WHAT IS REQUIRED:
Each entry needs to be given again, character for character.

RAW DATA:
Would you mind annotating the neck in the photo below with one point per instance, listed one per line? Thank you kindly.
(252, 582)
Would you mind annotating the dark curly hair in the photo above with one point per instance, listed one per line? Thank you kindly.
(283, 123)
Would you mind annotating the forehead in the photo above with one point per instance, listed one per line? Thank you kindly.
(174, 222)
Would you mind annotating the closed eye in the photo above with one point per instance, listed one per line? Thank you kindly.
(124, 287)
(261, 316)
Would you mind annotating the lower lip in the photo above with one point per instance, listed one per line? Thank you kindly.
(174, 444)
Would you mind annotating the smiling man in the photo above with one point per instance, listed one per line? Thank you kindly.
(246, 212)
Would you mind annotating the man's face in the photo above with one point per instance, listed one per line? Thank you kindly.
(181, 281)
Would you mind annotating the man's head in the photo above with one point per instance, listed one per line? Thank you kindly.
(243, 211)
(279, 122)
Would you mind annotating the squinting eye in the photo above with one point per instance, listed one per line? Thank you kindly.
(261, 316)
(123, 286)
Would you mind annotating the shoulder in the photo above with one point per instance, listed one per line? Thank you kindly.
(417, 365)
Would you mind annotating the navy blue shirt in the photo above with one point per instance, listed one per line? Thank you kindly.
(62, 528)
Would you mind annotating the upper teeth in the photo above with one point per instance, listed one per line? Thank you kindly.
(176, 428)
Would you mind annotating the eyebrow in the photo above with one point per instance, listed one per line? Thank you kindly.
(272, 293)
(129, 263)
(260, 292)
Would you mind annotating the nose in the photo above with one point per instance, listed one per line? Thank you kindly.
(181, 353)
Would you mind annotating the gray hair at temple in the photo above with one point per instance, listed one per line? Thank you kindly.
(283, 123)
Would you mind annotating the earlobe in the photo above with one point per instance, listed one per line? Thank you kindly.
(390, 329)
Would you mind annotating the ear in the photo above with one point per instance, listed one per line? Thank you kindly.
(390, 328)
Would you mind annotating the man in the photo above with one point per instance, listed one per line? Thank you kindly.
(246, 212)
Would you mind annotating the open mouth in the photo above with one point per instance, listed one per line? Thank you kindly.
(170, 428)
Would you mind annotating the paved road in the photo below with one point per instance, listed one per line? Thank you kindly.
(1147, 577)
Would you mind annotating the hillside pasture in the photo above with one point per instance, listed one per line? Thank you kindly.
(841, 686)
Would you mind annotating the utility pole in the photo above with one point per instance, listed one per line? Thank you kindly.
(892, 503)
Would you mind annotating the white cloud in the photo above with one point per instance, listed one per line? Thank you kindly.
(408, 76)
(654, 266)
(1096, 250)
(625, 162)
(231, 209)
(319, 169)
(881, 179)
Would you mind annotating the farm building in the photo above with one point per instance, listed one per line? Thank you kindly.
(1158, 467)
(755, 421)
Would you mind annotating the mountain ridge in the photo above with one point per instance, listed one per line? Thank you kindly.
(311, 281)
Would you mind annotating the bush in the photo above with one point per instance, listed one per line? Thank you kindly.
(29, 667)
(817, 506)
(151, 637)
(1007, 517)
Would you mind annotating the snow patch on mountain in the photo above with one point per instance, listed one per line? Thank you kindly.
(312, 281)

TASK OUTPUT:
Would you mind annotating the neck in the photo below with one point per instance, listed one per line? Thank you kindly.
(252, 582)
Would you mind annotating the dark curly hair in the photo above with one point per instance, listed one per line? Thank you kindly.
(283, 123)
Would you mind annotating the forehead in the photo above with one point per instance, listed one per line? Thank you kindly.
(174, 222)
Would you mind annotating the closed eye in the photo above with one point per instance, listed one per line? Thank you kindly.
(124, 287)
(261, 316)
Would you mind annotating the lower lip in the photo above with one point per instance, listed one per line? Thank you kindly.
(174, 444)
Would you mind annotating the smiling man in the photo above with one point per instance, listed one per line? Thank you kindly.
(246, 212)
Would you mind annotating the man's face in the photo above with one point per instance, listed one per line? Thank you kindly.
(181, 281)
Would you mind annotating the man's head in the photo above with one point per instance, listed one per line? Thank you kindly.
(243, 211)
(279, 122)
Would you mind annotating the squinting eye in the photo above with one point per instance, listed one per line? Thank you kindly.
(261, 316)
(123, 286)
Would you mind annotating the shoulder in the photo above with one point per instance, listed one per line? Thank you kindly.
(417, 365)
Would you mind annotating the navy blue shirt in the photo above with one point per instance, listed one per line? Thank you kindly.
(62, 528)
Would you mind annotating the upper teeth in the photo above with one point per instance, listed one per line? Thank you kindly.
(176, 428)
Would you mind annotating the eyebrow in the photo above with one point per instance, listed one per line? Thank you kindly.
(272, 293)
(129, 263)
(260, 292)
Would you mind annotating the nose in the photo above with one point per instance, listed one per line? Thank you kindly.
(181, 353)
Would you mind annotating the gray hair at temple in the photo above with one point per instance, listed one per line? Thank you kindly.
(283, 123)
Would you mind annotating the earlobe in the photo above with one point per instance, listed one per line? Thank you kindly.
(390, 329)
Would you mind annotating the ear in the photo above with one point per instance, listed one per line? Thank you kindly.
(390, 328)
Would you mind annotating the man in the photo above with one point per instance, listed one per line? Thank you kindly.
(246, 212)
Would you mind annotating the open mouth in the photo above with one point per instance, listed one per line? Thank you kindly.
(170, 428)
Would you mind annotating the paved road in the photo below with one point per instance, listed one per line? Thank you kindly.
(1147, 577)
Would you mind annotating the hillside pasture in the photo above with one point per instance, listed one per line? Thank you kindly.
(841, 686)
Would you mind annotating the utility pole in the photo above with one point per instance, listed one per line? Thank you kindly.
(892, 503)
Would you mind annotating the white cloud in the photo above with one point per instance, listed one per line? Thank you kindly.
(408, 76)
(654, 266)
(1096, 250)
(625, 162)
(231, 209)
(319, 169)
(881, 179)
Would you mind annotating the farm building in the photo above with one point per instance, listed one per line? Thank you kindly.
(1158, 467)
(755, 421)
Would you mind annotating the mountain ridge in the photo above with one point per instance, listed one per line? Thank you kindly.
(311, 281)
Would you mind annotating the bush in the photo above with one point per instance, listed one per line? Thank you kindly.
(29, 667)
(817, 506)
(151, 637)
(1007, 517)
Would you mind annotating the snow patch on mountain in the photo above with one point per instance, listed one per line? Thank you kindly.
(312, 281)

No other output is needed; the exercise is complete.